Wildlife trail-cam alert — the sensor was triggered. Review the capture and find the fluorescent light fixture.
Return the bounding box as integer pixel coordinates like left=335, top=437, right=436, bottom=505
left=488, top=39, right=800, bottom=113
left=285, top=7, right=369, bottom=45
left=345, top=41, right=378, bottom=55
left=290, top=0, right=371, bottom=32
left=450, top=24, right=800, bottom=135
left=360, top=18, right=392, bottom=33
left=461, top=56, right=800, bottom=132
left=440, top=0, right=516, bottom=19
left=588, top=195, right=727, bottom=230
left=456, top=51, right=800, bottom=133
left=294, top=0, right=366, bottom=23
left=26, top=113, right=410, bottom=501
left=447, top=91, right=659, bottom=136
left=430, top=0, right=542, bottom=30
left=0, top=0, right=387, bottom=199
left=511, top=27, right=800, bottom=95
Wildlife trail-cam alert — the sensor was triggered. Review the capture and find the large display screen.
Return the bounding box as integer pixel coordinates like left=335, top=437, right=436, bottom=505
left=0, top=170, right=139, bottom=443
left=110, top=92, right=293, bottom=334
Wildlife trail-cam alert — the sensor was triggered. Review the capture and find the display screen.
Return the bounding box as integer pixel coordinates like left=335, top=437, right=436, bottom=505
..........
**What to produce**
From start to finish, retype the records above with complete accuracy.

**Task answer**
Wildlife trail-cam alert — the sensor was triggered. Review the capture and find the fluorescent light fixture.
Return the bounding box as integer pixel coordinates like left=335, top=437, right=436, bottom=505
left=488, top=39, right=800, bottom=113
left=285, top=7, right=369, bottom=45
left=345, top=41, right=378, bottom=55
left=290, top=0, right=371, bottom=32
left=450, top=24, right=800, bottom=135
left=360, top=18, right=392, bottom=33
left=461, top=56, right=800, bottom=132
left=440, top=0, right=516, bottom=19
left=588, top=195, right=727, bottom=230
left=456, top=51, right=800, bottom=133
left=294, top=0, right=366, bottom=23
left=26, top=113, right=410, bottom=501
left=447, top=91, right=659, bottom=136
left=430, top=0, right=542, bottom=30
left=0, top=0, right=387, bottom=199
left=511, top=27, right=800, bottom=95
Wildlife trail-cam alert — the sensor was triggered. Review the capture and find the large display screen.
Return the bounding box as integer pixel coordinates like left=335, top=437, right=436, bottom=505
left=0, top=170, right=139, bottom=443
left=110, top=92, right=293, bottom=334
Wildlife trail-cam alert — the sensor was triggered. Review the capture and find the display screen.
Return the bounding box as integer pixel coordinates like left=335, top=437, right=436, bottom=505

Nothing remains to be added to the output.